Going through a divorce, as I am with my formerly beloved Washington Redskins, is a painful experience.
It's impossible to shut the feelings down completely, but you feel angry and betrayed.
You may even want revenge.
For the first time in my life, I found myself this past Sunday actually rooting for the other team to win. Perhaps like a loved one who is an alcoholic, you realize that the only way that they can right themselves is for them to hit "rock bottom."
So, playing against a team without a victory for the 6th week in a row (an NFL record) and one that had only one two out of its previous 30 games (Kansas City), I reckoned that a loss would possibly helpl the incompetent and inept leadership recognize that they "needed help."
Note: I am talking purely from a football perspective since somehow they have increased the value of the team from a financial perspective.
On Saturday night,Paco, Tonka, and I were discussing our plans for Sunday and thanks to my "eat in the den only if we are watching football rule," they are now big fans.

- **REQUIRED TASKS**
• A. In the piece about falling out with the Washington Redskins, who was the writer discussing Sunday plans with on Saturday night?
• B. Pick up the piece about falling out with the Washington Redskins right after its final sentence and keep writing it.

- **DATA LINES**
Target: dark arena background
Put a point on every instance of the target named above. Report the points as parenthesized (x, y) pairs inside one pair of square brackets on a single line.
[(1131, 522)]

- **REPLIES**
• A. Paco and Tonka.

• B.
I explained that the Redskins were playing the Chiefs and the kids were asking who I wanted to win.
"I don't know," I said. "I really don't know."
At which point, Tonka literally started cyring (not sobs, but definitely tears) and said, "It's not fun rooting for the Redksins....they ALWAYS LOSE!!"
I've said for a few years that I don't care for which team my kids root, but I want them to appreciate the game of football...we're on our way...and that being a Redskins fan was too difficult. Now, they were causing my little girl to cry. That was the last straw.
I'm in a phase in life where I tend to look at the historical era into which I was born and analyze it so that I don't just assume "this is the way it is and has always been."
If you are between 30 and 40 and grew up in the DC area (as a fan of the Redskins), your formative/adolescent years took place at the moment in history where the team was at is absolute zenith.
Four Super Bowls (3 championships) in 10 years, a contender pretty much every year, and dominating teams. Clearly, the glory days.
And, this happened when you were old enough to be aware/conscious of what happened, but young enough that you didn't have the real responsibilites of life (and thus could devote a lot of time to cultivating this passion.)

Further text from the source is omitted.